===== Text block =====
# Help with xover design/processing with 3-way towers



## mikey7182 (Jan 16, 2008)

I recently purchased a matching set of Pioneer Premier PRS subwoofers, midbass, and tweeters with intentions of using them in my car. After receiving them, the tweeters are much larger than I thought. So I had another idea- why not show off the yellow kevlar cones and cool gold baskets in some 3-way towers in my home theater setup? The issue I'm running into is processing. I have a 2 channel stereo amplifier as well as a 6 channel receiver. I'm wondering if I would be better off buying a home audio processor that allows me to do 3-way active, and a few more channels of amplification, or if I can design a 3-way passive somehow. My plan is to build the cabinets myself. The drivers are:

TS-W12PRS 12" subwoofers, dual 4 ohm coils
TS-M7PRS 6 3/4" midbass, single 4 ohm coils
TS-T3PRS 1 1/4" tweeters, single 6 ohm coils

Would there be a way to build 3-way passives that have a single input on the back of the cabinets with a nominal 4-6 ohm load? I have never built passives before, but it seems like it might be a good alternative to purchasing a bunch more equipment. Any help is appreciated!


----------



## Rob K (Apr 28, 2009)

Designing a 2-way passive x-over is hard enough, you must be very experienced with good software to design a good 3-way. I think there are active x-overs for home audio, but don't recall where I saw them. The only other advice I can give is trying to find someone who will design a x-over for you, you'll have to send them the drivers though.


----------



## rhinodog00 (Jul 1, 2007)

Don't know how much you are looking to spend ,but quite a few people use these..........Behringer ULTRA-DRIVE PRO DCX2496 Crossover and more Crossovers at GuitarCenter.com.


----------



## zoomer (Aug 2, 2009)

Let me add a different angle to this. Build a 2 way out of the midbass and tweets.. Perhaps you can even get an xover design from pioneer, This should not be that difficult and the results should be quite good. 
Then use the subs as.... subs... with a separte sub amp from parts express. The only issue here is that the subs are made for in car use, with small boxes and making use of the car gain at low frequencies. For a home sub you cant use room gain .. you need a sub/box combination that can go down to 30 hz or lower.
===== Entries provided =====
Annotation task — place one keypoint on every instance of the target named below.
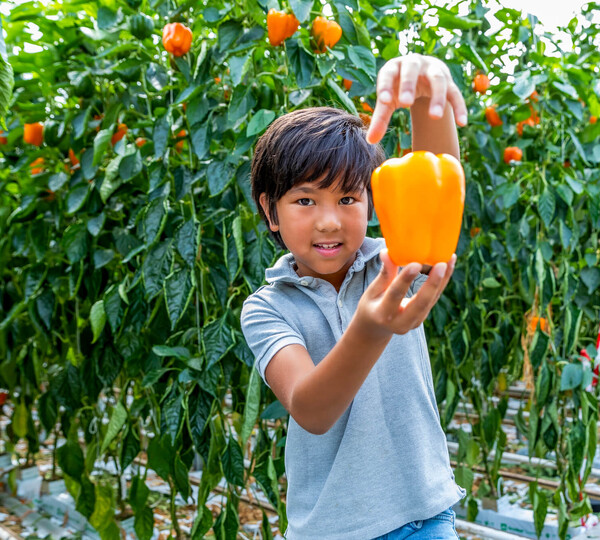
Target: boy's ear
(265, 206)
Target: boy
(337, 332)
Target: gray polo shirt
(385, 462)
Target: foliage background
(122, 272)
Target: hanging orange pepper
(481, 83)
(280, 26)
(419, 200)
(177, 38)
(326, 33)
(33, 134)
(492, 116)
(119, 134)
(37, 166)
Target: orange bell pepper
(419, 200)
(326, 33)
(280, 26)
(177, 38)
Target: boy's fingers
(420, 305)
(387, 81)
(397, 290)
(385, 276)
(438, 83)
(458, 104)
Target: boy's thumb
(387, 274)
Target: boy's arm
(437, 135)
(424, 84)
(316, 396)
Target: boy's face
(322, 227)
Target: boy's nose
(328, 220)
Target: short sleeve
(266, 332)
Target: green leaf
(202, 524)
(260, 121)
(138, 493)
(571, 377)
(464, 477)
(547, 206)
(342, 96)
(103, 509)
(301, 9)
(159, 459)
(87, 497)
(97, 319)
(200, 140)
(251, 406)
(181, 353)
(77, 197)
(239, 66)
(577, 145)
(58, 180)
(181, 477)
(219, 174)
(233, 463)
(130, 165)
(144, 523)
(539, 347)
(19, 420)
(217, 339)
(70, 459)
(449, 20)
(157, 76)
(491, 283)
(364, 60)
(6, 77)
(111, 181)
(185, 241)
(524, 85)
(178, 293)
(160, 136)
(101, 144)
(156, 268)
(74, 242)
(591, 278)
(115, 424)
(130, 448)
(301, 62)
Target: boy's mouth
(328, 246)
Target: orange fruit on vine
(326, 33)
(177, 39)
(120, 133)
(481, 83)
(37, 166)
(512, 153)
(492, 116)
(33, 134)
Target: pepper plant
(127, 250)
=====
Stated goal: Pick up the forum thread on crossovers for 3-way towers right after its final sentence and keep it going.

Written reply:
----------



## kyheng (Jan 31, 2007)

http://www.visaton.com/bilder/weichen/gross/casablanca_iii_w.gif
Maybe can try the above for a reference. As house crossover setup is easier(easy in terms of after get the correct enclosure size and crossover points more or less fixed, not on the designing stage)


----------



## zoomer (Aug 2, 2009)

kyheng said:


> http://www.visaton.com/bilder/weichen/gross/casablanca_iii_w.gif
> Maybe can try the above for a reference. As house crossover setup is easier(easy in terms of after get the correct enclosure size and crossover points more or less fixed, not on the designing stage)



keep in mind that most 3 way crossovers are designed for woofer-midrange crossover a 500 Hz or more... What we have is a car sub.. designed for not much more than 200 Hz.. and a midbass that will work to under 100 Hz... So. I reiterate my suggestion of a 2 way passive plus separate subwoofer.


----------



## kyheng (Jan 31, 2007)

Well, that's just for reference on how a passive being designed.

But I agree with you that sometimes make an independent passive just for the sub is best, atleast no need to worry about phase issues.


----------



## zoomer (Aug 2, 2009)

kyheng said:


> Well, that's just for reference on how a passive being designed.
> 
> But I agree with you that sometimes make an independent passive just for the sub is best, atleast no need to worry about phase issues.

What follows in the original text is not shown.